- **CHALLENGES**:
[1] In the biography of Diana Buitron-Oliver below, what year did she complete her doctoral thesis, and whose vase paintings did it cover?
[2] Turn the paragraph beginning "From 1977–1984, she succeeded" in the biography of Diana Buitron-Oliver below into a bulleted list that keeps its main facts.
[3] Translate this sentence from the biography of Diana Buitron-Oliver below into Spanish: "In 1992 she curated the exhibition "The Odyssey and Ancient Art" at Bard College in New York, together with Beth Cohen."

- **SELECTION**:
Diana Buitron-Oliver (17 April 194629 April 2002) was an American classical archaeologist and curator, specializing in Greek vase painting.

Life 
Buitron-Oliver began her university studies at Smith College in Northampton, Massachusetts under German-American art historian Dietrich von Bothmer at the Institute of Fine Arts at New York University. She completed her doctoral thesis in 1976 on the vase paintings of the Greek painter Douris (c. 500-460 BC).

Curator 
From 1977–1984, she succeeded Dorothy Kent Hill as curator at the Antiquities Department of the Walters Art Museum in Baltimore. Later she worked with two exhibitions at the National Gallery of Art in Washington D.C., "The Human Figure in Early Greek Art" (1987–88) and "The Greek Miracle. Classical Sculpture From the Dawn of Democracy, the Fifth Century, BC " (1992-1993). In 1992 she curated the exhibition "The Odyssey and Ancient Art" at Bard College in New York, together with Beth Cohen. From 1988 she was an adjunct professor teaching Greek art  at Georgetown University in Washington, D.C.

- **INFORMATION SHOWN**:
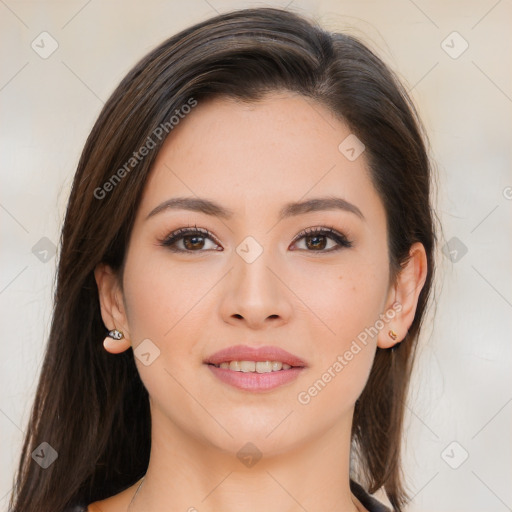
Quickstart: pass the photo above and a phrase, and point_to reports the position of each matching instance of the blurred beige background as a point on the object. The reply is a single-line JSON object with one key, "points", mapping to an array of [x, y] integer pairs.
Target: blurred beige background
{"points": [[59, 61]]}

- **IN RESPONSE**:
[1] She completed it in 1976, on the vase paintings of the Greek painter Douris.

[2]
- 1977–1984: succeeded Dorothy Kent Hill as curator at the Antiquities Department of the Walters Art Museum in Baltimore
- Later worked on two exhibitions at the National Gallery of Art in Washington D.C.: "The Human Figure in Early Greek Art" (1987–88) and "The Greek Miracle. Classical Sculpture From the Dawn of Democracy, the Fifth Century, BC" (1992–1993)
- 1992: curated "The Odyssey and Ancient Art" at Bard College in New York with Beth Cohen
- From 1988: adjunct professor teaching Greek art at Georgetown University in Washington, D.C.

[3] En 1992 fue curadora de la exposición "The Odyssey and Ancient Art" en Bard College, en Nueva York, junto con Beth Cohen.